Stored data entries:
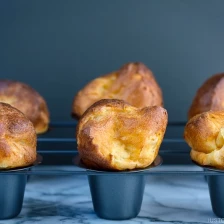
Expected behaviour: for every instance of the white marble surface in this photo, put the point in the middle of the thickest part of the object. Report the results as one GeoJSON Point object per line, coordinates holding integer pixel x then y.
{"type": "Point", "coordinates": [66, 199]}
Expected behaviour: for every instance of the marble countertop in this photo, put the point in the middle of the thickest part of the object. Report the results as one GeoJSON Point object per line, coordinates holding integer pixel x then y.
{"type": "Point", "coordinates": [66, 199]}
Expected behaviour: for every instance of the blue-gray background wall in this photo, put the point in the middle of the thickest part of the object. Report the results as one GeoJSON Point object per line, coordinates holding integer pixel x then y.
{"type": "Point", "coordinates": [58, 46]}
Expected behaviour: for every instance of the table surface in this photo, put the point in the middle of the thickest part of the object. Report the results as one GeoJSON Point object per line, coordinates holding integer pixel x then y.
{"type": "Point", "coordinates": [66, 199]}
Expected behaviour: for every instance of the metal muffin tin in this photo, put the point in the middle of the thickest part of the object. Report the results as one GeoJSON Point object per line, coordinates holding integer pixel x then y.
{"type": "Point", "coordinates": [115, 195]}
{"type": "Point", "coordinates": [12, 190]}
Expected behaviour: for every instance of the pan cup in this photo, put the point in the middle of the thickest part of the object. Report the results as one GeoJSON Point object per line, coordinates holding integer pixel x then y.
{"type": "Point", "coordinates": [117, 195]}
{"type": "Point", "coordinates": [12, 190]}
{"type": "Point", "coordinates": [216, 192]}
{"type": "Point", "coordinates": [215, 185]}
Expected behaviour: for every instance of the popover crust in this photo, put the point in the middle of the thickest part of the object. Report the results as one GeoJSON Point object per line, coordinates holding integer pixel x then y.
{"type": "Point", "coordinates": [17, 138]}
{"type": "Point", "coordinates": [113, 135]}
{"type": "Point", "coordinates": [210, 96]}
{"type": "Point", "coordinates": [204, 133]}
{"type": "Point", "coordinates": [134, 83]}
{"type": "Point", "coordinates": [27, 100]}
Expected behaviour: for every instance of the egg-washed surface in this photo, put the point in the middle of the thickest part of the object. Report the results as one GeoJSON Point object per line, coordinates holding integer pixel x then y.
{"type": "Point", "coordinates": [116, 136]}
{"type": "Point", "coordinates": [27, 100]}
{"type": "Point", "coordinates": [210, 96]}
{"type": "Point", "coordinates": [204, 133]}
{"type": "Point", "coordinates": [17, 138]}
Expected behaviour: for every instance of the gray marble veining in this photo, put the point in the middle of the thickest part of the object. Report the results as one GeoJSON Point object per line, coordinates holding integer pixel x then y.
{"type": "Point", "coordinates": [66, 199]}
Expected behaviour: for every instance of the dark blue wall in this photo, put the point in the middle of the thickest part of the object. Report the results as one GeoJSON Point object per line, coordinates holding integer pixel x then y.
{"type": "Point", "coordinates": [58, 46]}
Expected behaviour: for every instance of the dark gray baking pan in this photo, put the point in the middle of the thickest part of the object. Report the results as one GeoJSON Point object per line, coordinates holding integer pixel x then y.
{"type": "Point", "coordinates": [12, 190]}
{"type": "Point", "coordinates": [117, 195]}
{"type": "Point", "coordinates": [216, 189]}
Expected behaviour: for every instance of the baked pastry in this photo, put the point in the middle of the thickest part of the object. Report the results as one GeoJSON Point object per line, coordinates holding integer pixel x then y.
{"type": "Point", "coordinates": [113, 135]}
{"type": "Point", "coordinates": [204, 133]}
{"type": "Point", "coordinates": [210, 96]}
{"type": "Point", "coordinates": [134, 83]}
{"type": "Point", "coordinates": [27, 100]}
{"type": "Point", "coordinates": [17, 138]}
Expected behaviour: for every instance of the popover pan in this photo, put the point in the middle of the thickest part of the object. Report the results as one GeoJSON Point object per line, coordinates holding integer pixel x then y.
{"type": "Point", "coordinates": [117, 197]}
{"type": "Point", "coordinates": [12, 190]}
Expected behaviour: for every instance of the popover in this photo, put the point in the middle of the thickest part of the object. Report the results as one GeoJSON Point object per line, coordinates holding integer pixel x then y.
{"type": "Point", "coordinates": [27, 100]}
{"type": "Point", "coordinates": [17, 138]}
{"type": "Point", "coordinates": [113, 135]}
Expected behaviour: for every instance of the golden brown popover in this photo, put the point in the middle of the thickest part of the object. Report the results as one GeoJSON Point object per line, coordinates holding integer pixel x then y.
{"type": "Point", "coordinates": [204, 133]}
{"type": "Point", "coordinates": [210, 96]}
{"type": "Point", "coordinates": [113, 135]}
{"type": "Point", "coordinates": [27, 100]}
{"type": "Point", "coordinates": [17, 138]}
{"type": "Point", "coordinates": [134, 83]}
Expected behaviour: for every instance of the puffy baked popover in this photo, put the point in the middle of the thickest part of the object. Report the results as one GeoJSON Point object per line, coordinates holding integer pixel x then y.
{"type": "Point", "coordinates": [204, 133]}
{"type": "Point", "coordinates": [27, 100]}
{"type": "Point", "coordinates": [113, 135]}
{"type": "Point", "coordinates": [210, 96]}
{"type": "Point", "coordinates": [17, 138]}
{"type": "Point", "coordinates": [134, 83]}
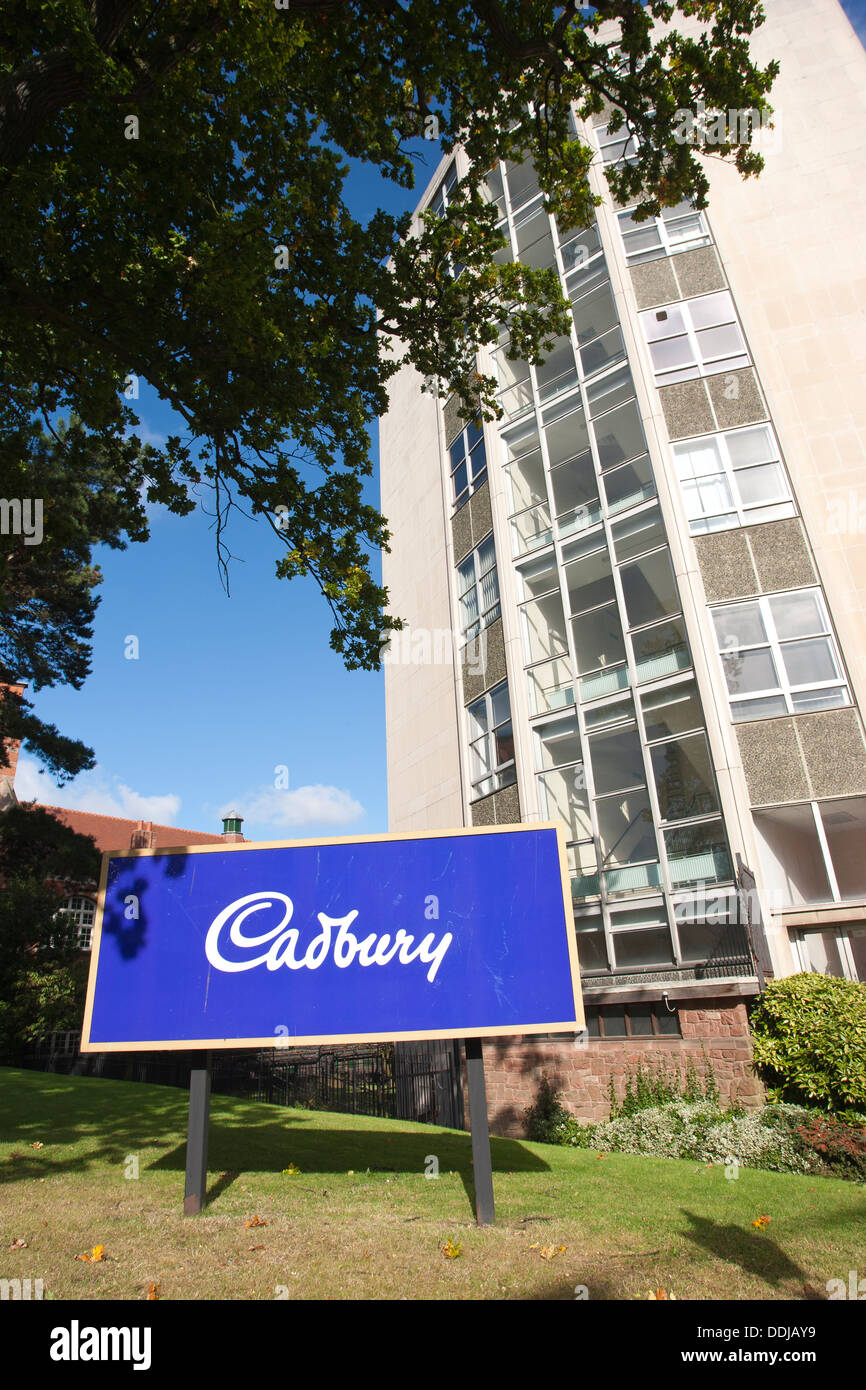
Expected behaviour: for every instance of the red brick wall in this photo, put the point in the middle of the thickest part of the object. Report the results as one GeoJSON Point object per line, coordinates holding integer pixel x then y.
{"type": "Point", "coordinates": [513, 1069]}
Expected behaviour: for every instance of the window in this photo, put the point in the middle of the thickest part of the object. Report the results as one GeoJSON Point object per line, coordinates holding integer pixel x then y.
{"type": "Point", "coordinates": [560, 776]}
{"type": "Point", "coordinates": [840, 951]}
{"type": "Point", "coordinates": [595, 323]}
{"type": "Point", "coordinates": [467, 462]}
{"type": "Point", "coordinates": [779, 656]}
{"type": "Point", "coordinates": [733, 478]}
{"type": "Point", "coordinates": [61, 1044]}
{"type": "Point", "coordinates": [79, 913]}
{"type": "Point", "coordinates": [491, 742]}
{"type": "Point", "coordinates": [616, 146]}
{"type": "Point", "coordinates": [478, 590]}
{"type": "Point", "coordinates": [695, 338]}
{"type": "Point", "coordinates": [813, 852]}
{"type": "Point", "coordinates": [677, 230]}
{"type": "Point", "coordinates": [523, 182]}
{"type": "Point", "coordinates": [439, 200]}
{"type": "Point", "coordinates": [630, 1020]}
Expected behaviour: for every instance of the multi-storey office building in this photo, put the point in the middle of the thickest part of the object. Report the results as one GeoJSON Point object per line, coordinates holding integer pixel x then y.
{"type": "Point", "coordinates": [655, 566]}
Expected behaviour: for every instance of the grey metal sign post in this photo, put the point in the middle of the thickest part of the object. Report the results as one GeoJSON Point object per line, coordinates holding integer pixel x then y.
{"type": "Point", "coordinates": [195, 1190]}
{"type": "Point", "coordinates": [483, 1165]}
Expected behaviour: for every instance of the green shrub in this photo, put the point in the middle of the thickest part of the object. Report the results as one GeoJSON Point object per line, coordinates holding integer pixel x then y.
{"type": "Point", "coordinates": [548, 1121]}
{"type": "Point", "coordinates": [647, 1089]}
{"type": "Point", "coordinates": [809, 1039]}
{"type": "Point", "coordinates": [779, 1139]}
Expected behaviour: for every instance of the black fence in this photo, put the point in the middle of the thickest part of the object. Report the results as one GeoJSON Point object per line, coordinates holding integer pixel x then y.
{"type": "Point", "coordinates": [412, 1082]}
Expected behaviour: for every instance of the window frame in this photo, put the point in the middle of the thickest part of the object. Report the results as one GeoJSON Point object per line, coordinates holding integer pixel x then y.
{"type": "Point", "coordinates": [473, 478]}
{"type": "Point", "coordinates": [75, 911]}
{"type": "Point", "coordinates": [469, 631]}
{"type": "Point", "coordinates": [774, 645]}
{"type": "Point", "coordinates": [745, 514]}
{"type": "Point", "coordinates": [498, 773]}
{"type": "Point", "coordinates": [660, 225]}
{"type": "Point", "coordinates": [699, 364]}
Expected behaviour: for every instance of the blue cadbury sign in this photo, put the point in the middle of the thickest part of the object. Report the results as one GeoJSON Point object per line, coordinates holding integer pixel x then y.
{"type": "Point", "coordinates": [446, 934]}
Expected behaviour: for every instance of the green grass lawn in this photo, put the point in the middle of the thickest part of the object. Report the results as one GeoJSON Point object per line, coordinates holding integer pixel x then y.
{"type": "Point", "coordinates": [360, 1219]}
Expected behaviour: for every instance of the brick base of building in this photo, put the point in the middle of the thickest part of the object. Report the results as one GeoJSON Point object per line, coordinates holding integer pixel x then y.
{"type": "Point", "coordinates": [713, 1030]}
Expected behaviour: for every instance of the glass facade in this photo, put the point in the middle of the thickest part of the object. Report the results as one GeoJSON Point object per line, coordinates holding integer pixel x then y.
{"type": "Point", "coordinates": [616, 744]}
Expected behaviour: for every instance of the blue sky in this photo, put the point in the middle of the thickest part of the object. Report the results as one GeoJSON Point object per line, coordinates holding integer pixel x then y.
{"type": "Point", "coordinates": [856, 13]}
{"type": "Point", "coordinates": [230, 698]}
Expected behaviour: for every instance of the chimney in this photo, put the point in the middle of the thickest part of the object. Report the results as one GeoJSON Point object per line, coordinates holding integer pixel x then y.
{"type": "Point", "coordinates": [10, 748]}
{"type": "Point", "coordinates": [142, 837]}
{"type": "Point", "coordinates": [231, 827]}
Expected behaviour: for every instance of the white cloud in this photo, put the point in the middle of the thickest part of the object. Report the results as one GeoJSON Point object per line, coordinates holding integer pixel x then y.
{"type": "Point", "coordinates": [96, 791]}
{"type": "Point", "coordinates": [314, 805]}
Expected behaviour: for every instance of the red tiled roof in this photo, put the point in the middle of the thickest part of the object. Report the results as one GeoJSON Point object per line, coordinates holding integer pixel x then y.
{"type": "Point", "coordinates": [116, 833]}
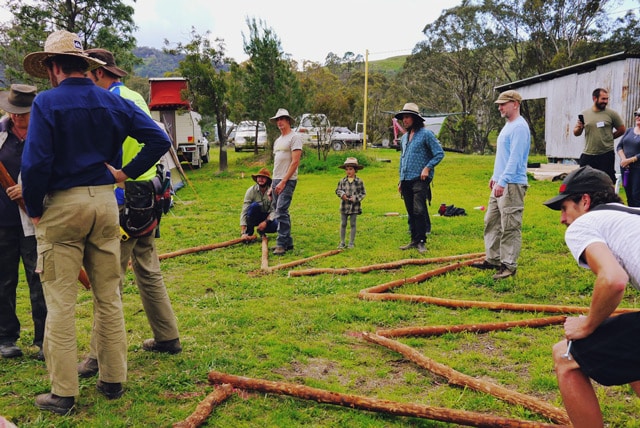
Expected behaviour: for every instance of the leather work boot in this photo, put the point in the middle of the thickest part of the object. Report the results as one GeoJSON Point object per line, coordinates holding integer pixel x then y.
{"type": "Point", "coordinates": [485, 265]}
{"type": "Point", "coordinates": [10, 350]}
{"type": "Point", "coordinates": [110, 390]}
{"type": "Point", "coordinates": [167, 346]}
{"type": "Point", "coordinates": [504, 272]}
{"type": "Point", "coordinates": [409, 246]}
{"type": "Point", "coordinates": [88, 367]}
{"type": "Point", "coordinates": [55, 404]}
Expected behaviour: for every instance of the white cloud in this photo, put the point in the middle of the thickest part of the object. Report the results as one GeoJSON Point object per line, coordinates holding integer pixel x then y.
{"type": "Point", "coordinates": [307, 30]}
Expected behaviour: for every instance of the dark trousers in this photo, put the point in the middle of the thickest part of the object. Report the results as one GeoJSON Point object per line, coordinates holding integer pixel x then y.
{"type": "Point", "coordinates": [632, 188]}
{"type": "Point", "coordinates": [255, 216]}
{"type": "Point", "coordinates": [605, 162]}
{"type": "Point", "coordinates": [415, 194]}
{"type": "Point", "coordinates": [14, 246]}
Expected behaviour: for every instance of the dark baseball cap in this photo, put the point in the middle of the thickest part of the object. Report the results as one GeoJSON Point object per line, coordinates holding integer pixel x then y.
{"type": "Point", "coordinates": [580, 181]}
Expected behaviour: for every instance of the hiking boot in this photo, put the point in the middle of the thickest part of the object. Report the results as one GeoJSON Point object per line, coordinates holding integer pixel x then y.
{"type": "Point", "coordinates": [110, 390]}
{"type": "Point", "coordinates": [55, 404]}
{"type": "Point", "coordinates": [409, 246]}
{"type": "Point", "coordinates": [166, 346]}
{"type": "Point", "coordinates": [10, 350]}
{"type": "Point", "coordinates": [88, 367]}
{"type": "Point", "coordinates": [504, 272]}
{"type": "Point", "coordinates": [485, 265]}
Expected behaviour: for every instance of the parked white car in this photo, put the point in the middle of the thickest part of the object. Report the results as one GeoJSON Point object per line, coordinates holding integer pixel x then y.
{"type": "Point", "coordinates": [244, 136]}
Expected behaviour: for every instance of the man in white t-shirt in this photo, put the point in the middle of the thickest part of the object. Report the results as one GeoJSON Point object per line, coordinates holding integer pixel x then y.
{"type": "Point", "coordinates": [287, 150]}
{"type": "Point", "coordinates": [603, 235]}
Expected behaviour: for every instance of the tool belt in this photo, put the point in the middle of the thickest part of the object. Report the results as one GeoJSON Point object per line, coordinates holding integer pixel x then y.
{"type": "Point", "coordinates": [145, 203]}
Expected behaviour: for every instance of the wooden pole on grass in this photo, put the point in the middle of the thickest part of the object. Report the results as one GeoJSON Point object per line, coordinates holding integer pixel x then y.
{"type": "Point", "coordinates": [437, 330]}
{"type": "Point", "coordinates": [460, 417]}
{"type": "Point", "coordinates": [205, 407]}
{"type": "Point", "coordinates": [382, 266]}
{"type": "Point", "coordinates": [456, 378]}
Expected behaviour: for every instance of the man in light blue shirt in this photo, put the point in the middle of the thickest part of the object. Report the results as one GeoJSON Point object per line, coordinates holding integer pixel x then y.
{"type": "Point", "coordinates": [508, 184]}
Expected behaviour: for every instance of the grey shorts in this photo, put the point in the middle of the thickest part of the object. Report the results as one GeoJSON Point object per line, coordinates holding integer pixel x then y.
{"type": "Point", "coordinates": [611, 354]}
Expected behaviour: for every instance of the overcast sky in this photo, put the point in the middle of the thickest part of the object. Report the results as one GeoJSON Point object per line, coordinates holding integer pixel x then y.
{"type": "Point", "coordinates": [308, 30]}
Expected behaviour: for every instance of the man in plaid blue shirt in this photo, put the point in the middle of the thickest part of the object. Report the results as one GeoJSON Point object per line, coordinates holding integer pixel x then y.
{"type": "Point", "coordinates": [421, 152]}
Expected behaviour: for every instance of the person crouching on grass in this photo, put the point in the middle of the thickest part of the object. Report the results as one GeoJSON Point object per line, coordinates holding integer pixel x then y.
{"type": "Point", "coordinates": [351, 192]}
{"type": "Point", "coordinates": [603, 235]}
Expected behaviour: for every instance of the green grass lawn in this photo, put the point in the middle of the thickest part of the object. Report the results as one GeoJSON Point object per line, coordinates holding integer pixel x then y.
{"type": "Point", "coordinates": [300, 329]}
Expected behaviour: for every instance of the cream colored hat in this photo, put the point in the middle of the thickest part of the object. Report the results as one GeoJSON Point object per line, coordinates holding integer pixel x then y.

WHAT YOU HAVE TO DO
Your answer is the line containing "Expected behaviour: for every instance of the overcast" plus every line after it through the end of the entries, given again exactly and alone.

RESPONSE BELOW
Expected behaviour: for every instance of the overcast sky in this photo, put the point in the middle of the thickest part of the object. Report the results as one GeoJSON Point object per line, coordinates holding integer pixel x then y.
{"type": "Point", "coordinates": [308, 30]}
Expected behaviour: for every instance of the man in plaid blue shirt in this photo, put the point in the middle of the thickest part of the object. Report the results as one GeoJSON Point object per line, coordinates holding integer pixel x then y.
{"type": "Point", "coordinates": [421, 152]}
Expected behaviour: for every instance of the person crouching on grass in this photo, put the point in the middle of the thickest part of the object. Report the results as one GeoJSON Point object per line, coordinates holding integer pixel x then y.
{"type": "Point", "coordinates": [351, 192]}
{"type": "Point", "coordinates": [603, 235]}
Expected behaviour: for every instance of the green grass lawn in this photo, put the point in the middle of the thickest part of the object. Report the results as one GeoJSON Point object per line, coordinates holding integer pixel x then y.
{"type": "Point", "coordinates": [300, 329]}
Expected behaviour: for every instance of the cream colored hat in this photo, put the point in the middle of the thickest part of the object. Report the results as one GeoJSON Point object per line, coordinates holding integer pixel x then y.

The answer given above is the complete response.